[Stored data]
Segment Open

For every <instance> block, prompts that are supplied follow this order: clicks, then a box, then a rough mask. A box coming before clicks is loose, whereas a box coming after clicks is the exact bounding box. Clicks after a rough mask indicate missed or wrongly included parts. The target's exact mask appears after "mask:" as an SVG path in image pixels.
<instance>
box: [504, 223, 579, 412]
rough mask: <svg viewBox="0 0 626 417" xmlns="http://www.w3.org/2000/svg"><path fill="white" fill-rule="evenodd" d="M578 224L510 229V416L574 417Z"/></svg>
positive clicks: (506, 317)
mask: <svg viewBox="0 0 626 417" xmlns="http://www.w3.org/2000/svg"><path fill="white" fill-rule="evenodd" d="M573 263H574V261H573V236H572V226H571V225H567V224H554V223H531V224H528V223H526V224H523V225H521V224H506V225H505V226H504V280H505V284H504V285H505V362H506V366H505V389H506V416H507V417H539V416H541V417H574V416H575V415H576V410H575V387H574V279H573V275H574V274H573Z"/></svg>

Segment Closed

• EXERCISE: Copy out every item of the stored data above again, unchanged, line for line.

• REPLY TO THE TASK:
For every <instance> block, prompts that are supplied follow this order: clicks, then a box, then a rough mask. A box coming before clicks is loose, whereas a box coming after clicks is the exact bounding box. Clicks after a rough mask indicate missed or wrongly included parts. The target's exact mask appears after "mask:" as an SVG path in image pixels.
<instance>
box: [504, 223, 579, 412]
rough mask: <svg viewBox="0 0 626 417" xmlns="http://www.w3.org/2000/svg"><path fill="white" fill-rule="evenodd" d="M578 224L510 229V416L574 417Z"/></svg>
positive clicks: (506, 317)
mask: <svg viewBox="0 0 626 417" xmlns="http://www.w3.org/2000/svg"><path fill="white" fill-rule="evenodd" d="M573 263H574V261H573V236H572V226H571V225H567V224H554V223H531V224H528V223H526V224H523V225H521V224H506V225H505V226H504V280H505V284H504V285H505V362H506V366H505V389H506V416H507V417H539V416H541V417H574V416H575V415H576V410H575V387H574V279H573V275H574V274H573Z"/></svg>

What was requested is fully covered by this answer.